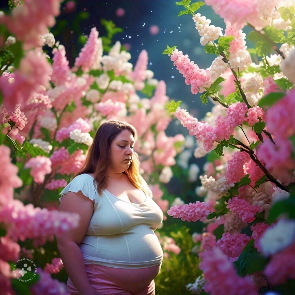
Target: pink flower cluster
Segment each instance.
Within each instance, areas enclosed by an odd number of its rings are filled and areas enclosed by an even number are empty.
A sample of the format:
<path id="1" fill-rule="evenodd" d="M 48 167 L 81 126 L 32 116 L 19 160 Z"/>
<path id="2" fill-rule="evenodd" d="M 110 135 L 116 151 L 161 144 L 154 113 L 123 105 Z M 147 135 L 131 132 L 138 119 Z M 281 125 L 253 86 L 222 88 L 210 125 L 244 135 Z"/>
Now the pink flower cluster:
<path id="1" fill-rule="evenodd" d="M 40 279 L 30 288 L 32 295 L 68 295 L 64 283 L 52 278 L 50 273 L 43 271 L 39 267 L 37 268 L 37 273 Z"/>
<path id="2" fill-rule="evenodd" d="M 176 117 L 184 127 L 189 130 L 190 135 L 194 136 L 197 140 L 203 142 L 206 152 L 212 150 L 213 142 L 224 139 L 228 140 L 235 130 L 235 127 L 242 124 L 245 120 L 245 115 L 248 110 L 244 103 L 237 102 L 230 106 L 227 109 L 225 117 L 218 116 L 215 120 L 216 127 L 209 125 L 207 123 L 199 122 L 190 116 L 186 110 L 180 107 L 176 110 Z"/>
<path id="3" fill-rule="evenodd" d="M 0 145 L 0 208 L 2 205 L 13 199 L 13 188 L 22 185 L 22 181 L 17 176 L 18 168 L 11 163 L 10 150 Z"/>
<path id="4" fill-rule="evenodd" d="M 23 4 L 12 10 L 11 16 L 5 14 L 0 18 L 0 23 L 6 25 L 17 39 L 23 42 L 24 49 L 42 46 L 39 36 L 48 33 L 47 27 L 54 25 L 54 17 L 59 14 L 62 1 L 25 0 Z"/>
<path id="5" fill-rule="evenodd" d="M 214 12 L 224 21 L 229 21 L 239 28 L 242 28 L 246 22 L 254 26 L 266 25 L 260 17 L 267 18 L 280 2 L 280 0 L 205 0 L 207 5 L 212 6 Z M 232 12 L 235 13 L 233 13 Z M 264 26 L 263 24 L 264 24 Z"/>
<path id="6" fill-rule="evenodd" d="M 71 71 L 65 56 L 65 47 L 61 44 L 52 50 L 52 74 L 51 81 L 56 86 L 64 84 L 71 79 Z"/>
<path id="7" fill-rule="evenodd" d="M 64 178 L 61 179 L 52 179 L 45 186 L 45 188 L 53 191 L 60 187 L 64 187 L 67 184 L 68 182 Z"/>
<path id="8" fill-rule="evenodd" d="M 77 213 L 34 208 L 32 204 L 24 206 L 18 200 L 5 204 L 0 213 L 0 222 L 6 227 L 7 235 L 15 241 L 61 234 L 76 227 L 80 220 Z"/>
<path id="9" fill-rule="evenodd" d="M 180 218 L 182 221 L 195 222 L 199 220 L 203 222 L 212 212 L 212 209 L 209 204 L 197 201 L 189 204 L 181 204 L 171 207 L 167 211 L 168 214 L 173 218 Z"/>
<path id="10" fill-rule="evenodd" d="M 63 264 L 60 257 L 55 257 L 52 260 L 50 264 L 47 263 L 44 268 L 44 271 L 48 273 L 58 273 L 63 268 Z"/>
<path id="11" fill-rule="evenodd" d="M 48 86 L 52 69 L 47 58 L 45 54 L 28 51 L 13 74 L 4 72 L 0 76 L 0 90 L 3 95 L 3 104 L 7 110 L 14 110 L 18 104 L 25 105 L 40 85 Z"/>
<path id="12" fill-rule="evenodd" d="M 202 235 L 200 249 L 206 251 L 216 245 L 216 237 L 212 232 L 204 232 Z"/>
<path id="13" fill-rule="evenodd" d="M 185 78 L 185 83 L 191 84 L 193 94 L 196 94 L 199 91 L 203 92 L 205 91 L 204 87 L 209 87 L 212 84 L 209 70 L 200 69 L 193 61 L 191 61 L 187 54 L 183 55 L 182 51 L 176 48 L 172 52 L 170 59 Z"/>
<path id="14" fill-rule="evenodd" d="M 233 36 L 235 39 L 230 42 L 230 53 L 236 52 L 239 49 L 245 50 L 247 48 L 246 46 L 246 34 L 242 30 L 238 30 L 235 26 L 232 26 L 230 22 L 227 22 L 226 29 L 224 30 L 224 37 Z"/>
<path id="15" fill-rule="evenodd" d="M 249 109 L 246 114 L 247 117 L 245 118 L 245 121 L 250 126 L 253 126 L 255 123 L 259 122 L 258 118 L 260 118 L 262 121 L 265 120 L 264 111 L 259 106 L 253 106 Z"/>
<path id="16" fill-rule="evenodd" d="M 42 183 L 45 176 L 51 172 L 51 162 L 45 156 L 37 156 L 31 158 L 25 164 L 24 168 L 31 168 L 30 173 L 37 183 Z"/>
<path id="17" fill-rule="evenodd" d="M 144 50 L 140 53 L 133 72 L 129 74 L 135 83 L 135 89 L 141 90 L 144 87 L 143 81 L 145 79 L 145 71 L 148 68 L 148 57 L 146 50 Z"/>
<path id="18" fill-rule="evenodd" d="M 125 104 L 121 101 L 113 101 L 108 99 L 103 102 L 95 104 L 94 108 L 100 113 L 102 116 L 107 117 L 107 119 L 109 118 L 108 116 L 115 115 L 117 113 L 126 107 Z"/>
<path id="19" fill-rule="evenodd" d="M 263 79 L 263 86 L 265 87 L 263 92 L 265 95 L 273 92 L 278 92 L 278 85 L 274 81 L 271 75 Z"/>
<path id="20" fill-rule="evenodd" d="M 28 122 L 28 120 L 26 117 L 23 112 L 20 111 L 20 104 L 18 104 L 15 106 L 15 110 L 9 118 L 6 119 L 7 121 L 11 120 L 15 123 L 15 127 L 20 130 L 22 130 Z"/>
<path id="21" fill-rule="evenodd" d="M 267 223 L 261 222 L 253 224 L 250 227 L 252 231 L 251 237 L 254 239 L 254 245 L 258 252 L 261 252 L 261 247 L 258 241 L 268 227 Z"/>
<path id="22" fill-rule="evenodd" d="M 245 152 L 236 152 L 232 158 L 227 161 L 226 168 L 225 178 L 230 185 L 238 182 L 246 173 L 243 165 L 250 159 L 250 156 Z"/>
<path id="23" fill-rule="evenodd" d="M 252 206 L 245 200 L 237 197 L 229 200 L 227 208 L 233 214 L 241 218 L 243 222 L 248 223 L 254 221 L 256 213 L 262 211 L 262 208 L 259 206 Z"/>
<path id="24" fill-rule="evenodd" d="M 70 133 L 76 129 L 79 129 L 81 132 L 89 132 L 91 130 L 91 127 L 88 122 L 81 118 L 77 119 L 76 121 L 68 128 L 63 127 L 56 132 L 56 138 L 60 143 L 64 139 L 70 137 Z"/>
<path id="25" fill-rule="evenodd" d="M 94 27 L 91 29 L 87 42 L 79 54 L 79 56 L 76 58 L 75 66 L 76 68 L 81 66 L 83 72 L 88 72 L 96 63 L 98 58 L 101 57 L 99 56 L 101 52 L 102 53 L 102 44 L 98 37 L 98 32 L 96 27 Z"/>
<path id="26" fill-rule="evenodd" d="M 208 281 L 205 291 L 211 295 L 258 295 L 256 287 L 237 274 L 232 263 L 218 247 L 201 253 L 199 267 Z"/>
<path id="27" fill-rule="evenodd" d="M 216 242 L 216 245 L 229 257 L 232 262 L 236 261 L 242 251 L 251 239 L 246 234 L 235 232 L 232 234 L 225 232 Z"/>
<path id="28" fill-rule="evenodd" d="M 273 256 L 263 273 L 272 285 L 295 279 L 295 243 Z"/>

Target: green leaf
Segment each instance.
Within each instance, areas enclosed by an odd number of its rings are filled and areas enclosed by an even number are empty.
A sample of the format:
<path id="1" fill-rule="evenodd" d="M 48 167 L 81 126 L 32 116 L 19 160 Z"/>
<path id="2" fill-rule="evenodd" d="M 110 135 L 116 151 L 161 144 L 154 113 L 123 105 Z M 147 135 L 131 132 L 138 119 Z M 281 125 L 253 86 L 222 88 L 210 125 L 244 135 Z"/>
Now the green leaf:
<path id="1" fill-rule="evenodd" d="M 295 219 L 295 198 L 291 195 L 288 199 L 277 201 L 271 206 L 267 220 L 269 224 L 282 214 L 286 214 L 289 218 Z"/>
<path id="2" fill-rule="evenodd" d="M 283 92 L 272 92 L 266 95 L 260 99 L 258 105 L 262 108 L 263 106 L 271 106 L 286 95 Z"/>
<path id="3" fill-rule="evenodd" d="M 195 12 L 198 10 L 200 7 L 202 6 L 205 4 L 204 2 L 199 1 L 198 2 L 195 2 L 191 4 L 189 6 L 190 9 L 192 11 Z"/>
<path id="4" fill-rule="evenodd" d="M 261 34 L 255 31 L 252 31 L 248 34 L 248 40 L 252 42 L 258 42 L 261 40 Z"/>
<path id="5" fill-rule="evenodd" d="M 292 19 L 293 16 L 290 12 L 290 10 L 286 7 L 282 6 L 278 8 L 278 10 L 281 14 L 281 17 L 285 22 L 286 22 L 288 19 Z"/>
<path id="6" fill-rule="evenodd" d="M 174 100 L 173 100 L 169 104 L 166 106 L 166 107 L 168 109 L 168 112 L 176 112 L 176 109 L 180 105 L 180 103 L 181 102 L 181 100 L 179 100 L 176 103 Z"/>
<path id="7" fill-rule="evenodd" d="M 218 38 L 218 47 L 220 51 L 227 52 L 230 48 L 230 43 L 234 39 L 235 37 L 232 36 L 219 37 Z"/>
<path id="8" fill-rule="evenodd" d="M 207 97 L 208 91 L 206 91 L 203 93 L 200 96 L 201 101 L 204 104 L 206 105 L 208 102 L 208 99 Z"/>
<path id="9" fill-rule="evenodd" d="M 255 45 L 255 48 L 258 56 L 268 55 L 272 50 L 271 45 L 270 43 L 265 41 L 258 41 Z"/>
<path id="10" fill-rule="evenodd" d="M 256 133 L 260 134 L 262 132 L 262 130 L 265 127 L 265 122 L 262 121 L 258 122 L 253 125 L 252 128 L 254 132 Z"/>
<path id="11" fill-rule="evenodd" d="M 216 240 L 221 239 L 224 232 L 224 225 L 221 224 L 217 228 L 213 231 L 213 234 L 216 237 Z"/>
<path id="12" fill-rule="evenodd" d="M 176 2 L 175 4 L 176 5 L 182 5 L 185 7 L 187 6 L 188 8 L 189 7 L 189 4 L 190 3 L 191 0 L 182 0 L 182 1 L 180 1 L 180 2 Z"/>
<path id="13" fill-rule="evenodd" d="M 252 150 L 254 150 L 261 142 L 260 140 L 257 140 L 256 142 L 253 141 L 251 144 L 250 147 Z"/>
<path id="14" fill-rule="evenodd" d="M 289 80 L 285 78 L 281 78 L 274 81 L 276 83 L 284 90 L 290 89 L 293 86 L 293 84 Z"/>
<path id="15" fill-rule="evenodd" d="M 275 43 L 283 43 L 286 39 L 283 30 L 277 30 L 272 27 L 265 27 L 263 28 L 265 35 Z"/>
<path id="16" fill-rule="evenodd" d="M 219 50 L 218 47 L 211 42 L 208 42 L 205 45 L 204 49 L 206 53 L 214 54 L 217 56 L 219 56 Z"/>
<path id="17" fill-rule="evenodd" d="M 217 86 L 223 81 L 225 81 L 225 79 L 222 77 L 217 78 L 215 81 L 211 84 L 209 89 L 208 92 L 215 92 L 217 90 Z"/>
<path id="18" fill-rule="evenodd" d="M 183 14 L 187 14 L 189 13 L 189 12 L 188 10 L 181 10 L 179 13 L 178 14 L 178 17 L 180 17 Z"/>

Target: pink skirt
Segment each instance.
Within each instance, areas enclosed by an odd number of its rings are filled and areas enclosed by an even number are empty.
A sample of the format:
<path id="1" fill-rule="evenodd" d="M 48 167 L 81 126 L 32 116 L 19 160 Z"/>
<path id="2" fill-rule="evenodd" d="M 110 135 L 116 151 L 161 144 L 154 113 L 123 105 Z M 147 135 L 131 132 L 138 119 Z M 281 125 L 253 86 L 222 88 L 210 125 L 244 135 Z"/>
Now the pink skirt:
<path id="1" fill-rule="evenodd" d="M 92 264 L 86 264 L 85 268 L 90 285 L 98 295 L 155 295 L 154 279 L 161 265 L 130 269 Z M 69 277 L 66 286 L 70 295 L 78 294 Z"/>

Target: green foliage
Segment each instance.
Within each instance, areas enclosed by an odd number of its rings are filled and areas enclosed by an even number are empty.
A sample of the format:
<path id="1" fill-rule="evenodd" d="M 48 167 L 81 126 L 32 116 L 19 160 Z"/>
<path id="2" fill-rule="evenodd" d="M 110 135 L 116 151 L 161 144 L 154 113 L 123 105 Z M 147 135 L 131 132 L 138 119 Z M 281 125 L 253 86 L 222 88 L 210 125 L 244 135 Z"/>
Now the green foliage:
<path id="1" fill-rule="evenodd" d="M 146 96 L 148 97 L 151 97 L 153 96 L 154 91 L 156 88 L 156 86 L 153 85 L 149 84 L 146 81 L 145 82 L 145 87 L 141 90 L 143 94 Z"/>
<path id="2" fill-rule="evenodd" d="M 168 109 L 168 112 L 172 113 L 176 112 L 176 109 L 180 105 L 181 102 L 181 100 L 179 100 L 177 102 L 175 102 L 174 100 L 173 100 L 169 104 L 166 106 L 166 107 Z"/>
<path id="3" fill-rule="evenodd" d="M 231 148 L 240 148 L 234 145 L 235 145 L 239 144 L 239 142 L 236 139 L 234 138 L 233 137 L 233 135 L 232 134 L 228 140 L 224 139 L 223 139 L 220 142 L 220 143 L 217 145 L 216 147 L 214 149 L 214 150 L 217 155 L 220 156 L 224 155 L 223 154 L 223 148 L 225 147 L 227 148 L 229 147 Z"/>
<path id="4" fill-rule="evenodd" d="M 294 188 L 288 199 L 277 201 L 272 205 L 267 220 L 268 224 L 271 224 L 282 214 L 285 214 L 289 218 L 295 219 L 295 189 Z"/>
<path id="5" fill-rule="evenodd" d="M 218 48 L 220 52 L 227 52 L 230 48 L 230 43 L 234 39 L 233 36 L 224 37 L 222 36 L 218 38 Z"/>
<path id="6" fill-rule="evenodd" d="M 173 46 L 171 48 L 169 47 L 169 45 L 167 45 L 167 49 L 165 49 L 163 52 L 162 54 L 172 54 L 172 52 L 176 48 L 176 46 Z"/>
<path id="7" fill-rule="evenodd" d="M 243 277 L 263 270 L 268 261 L 254 248 L 254 240 L 252 239 L 245 247 L 237 260 L 234 262 L 234 265 L 237 274 Z"/>
<path id="8" fill-rule="evenodd" d="M 235 104 L 238 101 L 242 102 L 244 101 L 239 91 L 230 93 L 225 98 L 224 101 L 229 105 Z"/>
<path id="9" fill-rule="evenodd" d="M 181 251 L 178 255 L 169 252 L 169 257 L 164 257 L 160 271 L 155 279 L 157 295 L 167 295 L 172 290 L 173 294 L 191 295 L 185 285 L 194 282 L 201 273 L 198 257 L 191 252 L 194 245 L 191 234 L 189 228 L 183 226 L 168 234 Z"/>
<path id="10" fill-rule="evenodd" d="M 214 54 L 217 56 L 220 55 L 219 49 L 218 47 L 214 43 L 212 42 L 209 42 L 205 46 L 205 52 L 209 54 Z"/>

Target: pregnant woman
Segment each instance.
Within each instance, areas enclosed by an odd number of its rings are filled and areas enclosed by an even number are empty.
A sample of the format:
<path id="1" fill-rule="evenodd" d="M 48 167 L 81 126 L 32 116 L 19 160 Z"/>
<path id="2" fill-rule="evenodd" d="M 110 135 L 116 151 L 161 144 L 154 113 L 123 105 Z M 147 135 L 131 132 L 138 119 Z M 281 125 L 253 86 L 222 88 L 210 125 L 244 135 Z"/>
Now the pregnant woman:
<path id="1" fill-rule="evenodd" d="M 163 213 L 139 173 L 136 130 L 109 120 L 61 192 L 59 211 L 78 213 L 78 228 L 57 236 L 71 294 L 155 295 L 163 251 L 154 231 Z"/>

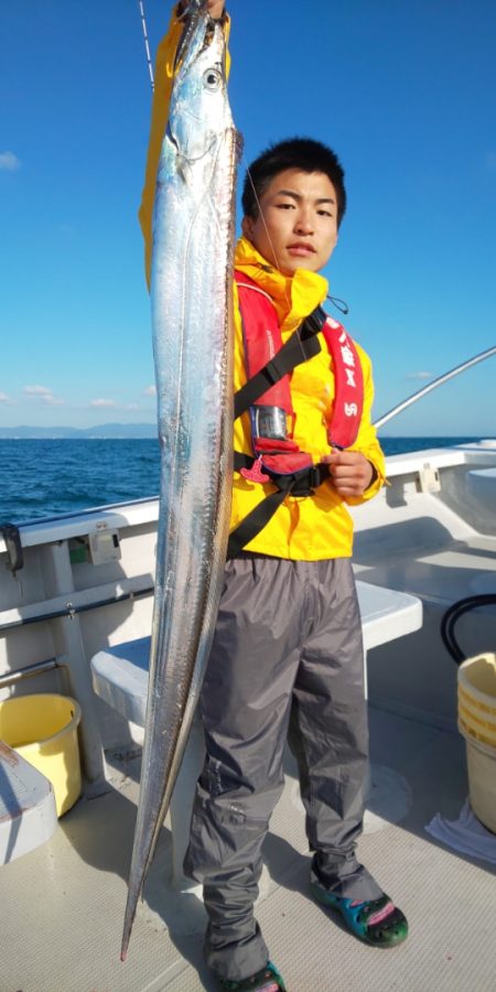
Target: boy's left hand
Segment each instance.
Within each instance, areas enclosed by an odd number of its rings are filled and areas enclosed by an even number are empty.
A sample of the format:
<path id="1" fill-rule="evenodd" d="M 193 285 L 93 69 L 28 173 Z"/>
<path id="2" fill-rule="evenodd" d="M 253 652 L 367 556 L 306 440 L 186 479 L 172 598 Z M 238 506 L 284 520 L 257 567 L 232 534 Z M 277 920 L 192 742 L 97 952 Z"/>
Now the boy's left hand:
<path id="1" fill-rule="evenodd" d="M 333 451 L 321 461 L 330 466 L 339 496 L 362 496 L 374 478 L 374 466 L 359 451 Z"/>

+-------+

### Problem
Put the entries from their start through the line that contains "40 279 L 30" into a numbered list, with both ends included, blank lines skipped, and the pictures left out.

### Response
1. Target: pink flower cluster
2. Segment each instance.
3. Within each instance, areas enclosed by an odd number of its rings are filled and areas enclosed by an even number are empty.
4. A sample of the format:
5. <path id="1" fill-rule="evenodd" d="M 48 167 L 81 126 L 32 116 L 19 160 Z"/>
6. <path id="2" fill-rule="evenodd" d="M 110 135 L 116 151 L 161 144 L 154 113 L 123 105 Z M 147 135 L 131 132 L 138 119 Z M 281 125 L 253 86 L 222 88 L 210 125 L 244 135 Z"/>
7. Now the pink flower cluster:
8. <path id="1" fill-rule="evenodd" d="M 40 279 L 30 288 L 32 295 L 68 295 L 64 283 L 52 278 L 50 273 L 43 271 L 39 267 L 37 268 L 37 273 Z"/>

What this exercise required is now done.